Rewrite every one of the records below, swapping each "drop one marker" for "place one point" and keeping everything else the same. Omit the pictures from your answer.
+++++
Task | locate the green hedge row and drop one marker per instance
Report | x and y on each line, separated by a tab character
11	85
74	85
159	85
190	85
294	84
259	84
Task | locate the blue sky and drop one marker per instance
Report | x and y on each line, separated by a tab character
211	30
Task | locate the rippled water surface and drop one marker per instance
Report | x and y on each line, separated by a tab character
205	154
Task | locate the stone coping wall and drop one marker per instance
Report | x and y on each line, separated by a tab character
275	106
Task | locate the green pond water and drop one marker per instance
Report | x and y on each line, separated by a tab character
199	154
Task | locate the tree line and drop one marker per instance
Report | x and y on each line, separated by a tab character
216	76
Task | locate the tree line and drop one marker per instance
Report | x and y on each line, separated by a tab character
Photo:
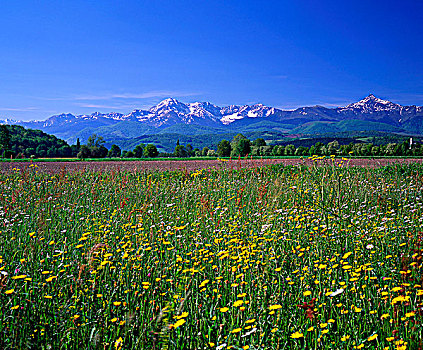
242	146
18	142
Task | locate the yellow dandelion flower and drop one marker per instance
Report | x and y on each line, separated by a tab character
373	337
18	277
179	323
275	307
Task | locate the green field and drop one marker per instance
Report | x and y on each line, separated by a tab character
279	257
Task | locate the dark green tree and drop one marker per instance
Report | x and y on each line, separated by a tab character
259	142
4	141
150	151
84	152
114	152
138	150
242	148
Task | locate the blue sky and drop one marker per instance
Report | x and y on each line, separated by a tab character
86	56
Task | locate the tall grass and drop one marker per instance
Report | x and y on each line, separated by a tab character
295	257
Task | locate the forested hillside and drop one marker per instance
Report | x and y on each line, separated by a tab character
17	141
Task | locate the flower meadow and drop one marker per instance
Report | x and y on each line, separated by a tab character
278	257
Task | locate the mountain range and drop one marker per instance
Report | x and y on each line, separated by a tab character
173	117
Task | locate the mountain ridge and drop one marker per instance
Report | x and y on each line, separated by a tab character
171	113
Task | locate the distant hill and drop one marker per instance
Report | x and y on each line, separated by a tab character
30	142
174	119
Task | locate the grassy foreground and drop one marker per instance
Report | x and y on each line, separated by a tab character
288	257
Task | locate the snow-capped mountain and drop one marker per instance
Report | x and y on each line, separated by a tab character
371	104
171	113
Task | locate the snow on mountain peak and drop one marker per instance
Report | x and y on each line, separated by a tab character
372	104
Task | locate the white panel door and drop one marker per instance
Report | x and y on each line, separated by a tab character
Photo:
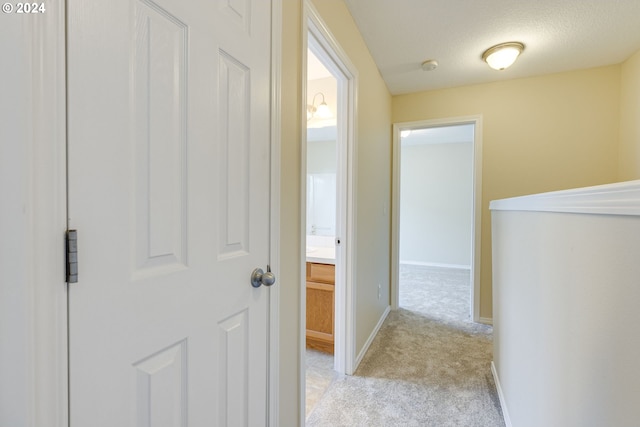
168	173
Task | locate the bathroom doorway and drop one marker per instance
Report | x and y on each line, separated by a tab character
327	346
436	213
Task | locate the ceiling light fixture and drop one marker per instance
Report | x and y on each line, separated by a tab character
503	55
429	65
322	111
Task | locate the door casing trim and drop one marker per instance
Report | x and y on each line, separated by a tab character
476	230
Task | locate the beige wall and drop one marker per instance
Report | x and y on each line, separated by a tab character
373	178
630	119
290	214
373	171
539	134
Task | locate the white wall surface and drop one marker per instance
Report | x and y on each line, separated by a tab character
566	293
436	204
32	220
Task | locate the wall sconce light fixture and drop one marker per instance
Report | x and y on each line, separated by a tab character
322	111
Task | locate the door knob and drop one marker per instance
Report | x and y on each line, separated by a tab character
259	277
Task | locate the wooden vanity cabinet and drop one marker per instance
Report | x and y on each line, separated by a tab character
320	306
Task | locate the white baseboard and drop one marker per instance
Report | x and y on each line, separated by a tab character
436	264
503	404
370	339
486	320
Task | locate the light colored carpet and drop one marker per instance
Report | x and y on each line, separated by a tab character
428	366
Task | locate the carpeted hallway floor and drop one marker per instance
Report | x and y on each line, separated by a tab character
428	366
+++++
Output for this exercise:
Task | locate the green hedge row and place one point per instance
Report | x and y on each line, separated by a tab character
11	85
74	85
159	85
190	85
294	84
259	84
Task | locate the blue sky and place one point per instance
Report | x and y on each line, separated by a tab character
211	30
Task | locate the rippled water surface and place one point per instance
Report | x and y on each line, separated by a tab character
205	154
Task | locate the stone coping wall and place one point per instance
Report | x and y on each line, separated by a tab character
275	106
Task | locate the green pond water and place one point per instance
Report | x and y on each line, separated by a tab character
199	154
Task | locate the tree line and place one point per instance
Report | x and y on each line, separated by a tab character
216	76
Task | locate the tree line and place one point per instance
Report | x and y on each line, separated by a tab character
Photo:
242	146
18	142
Task | locate the yellow dandelion flower and place one point per instance
Report | x and y on each line, separated by a tab character
373	337
18	277
179	323
275	307
Task | locate the green field and place one point per instance
Report | x and y on each line, separated by a tab character
279	257
Task | locate the dark green tree and place one point per instance
Report | x and y on each line, separated by a tab character
259	142
4	141
150	151
84	152
114	152
138	150
242	148
Task | locate the blue sky and place one point per instance
Report | x and y on each line, separated by a tab character
86	56
Task | locate the tall grass and place one point per instance
Report | x and y on each line, separated by a tab character
295	257
Task | locate the forested hillside and place one point per instance
Report | x and y on each line, separated by a tab character
17	141
Task | locate the flower meadow and place one point per instance
Report | x and y on each line, separated by a tab character
278	257
Task | locate the mountain range and place one point per instance
Report | x and y on each line, separated by a tab character
173	117
Task | locate the mountain ridge and place one point per instance
Report | x and y on each line, separated by a tab character
171	113
Task | locate the distant hill and place one point per instance
Report | x and y on each line, separated by a tab character
30	142
174	119
Task | locate the grassy foreground and place one point per instance
Report | x and y on each line, separated by a tab character
288	257
Task | locate the snow-capped mountain and place one point per instance
Report | x and y on each line, separated by a tab character
371	104
171	113
Task | locate the snow on mountain peak and place one point per instance
Report | x and y on each line, separated by a tab character
372	104
Task | locate the white panel door and place one point per instance
Report | x and y on each line, separated by a tab character
Photo:
168	173
Task | locate the bathroom doorway and place one point per instance
Report | x and y on each line, separated by a tab character
327	346
436	213
Task | locate the ceiling light fixture and place one point per instance
Report | x and y on each line, separated by a tab character
503	55
429	65
322	111
Task | locate the door casing trim and place one point per instance
Report | x and y on each line, separated by a tab character
476	230
Task | locate the beige wall and place one point per instance
Report | x and y on each line, separated by a tab character
373	178
630	119
290	214
373	171
539	134
Task | locate the white wall surface and place one point per instance
Report | x and y on each line, separated by a tab character
566	293
436	204
32	220
Task | locate the wall sconce light fixture and place one point per instance
Report | x and y on each line, separated by a tab character
322	111
Task | locate the door knob and place one point per instance
Report | x and y on each line, separated by a tab character
259	277
Task | locate the wooden vanity cabinet and place one point per instance
Report | x and y on each line, separated by a tab character
320	306
Task | locate the white baseboard and place one point per instance
Report | x and y on each line, separated by a tab character
436	264
503	404
370	339
486	320
Task | locate the light colored carpet and place one point per instance
Report | x and y on each line, separated by a tab character
428	366
Task | locate the carpeted hallway floor and place one point per instance
Report | x and y on each line, separated by a tab character
428	366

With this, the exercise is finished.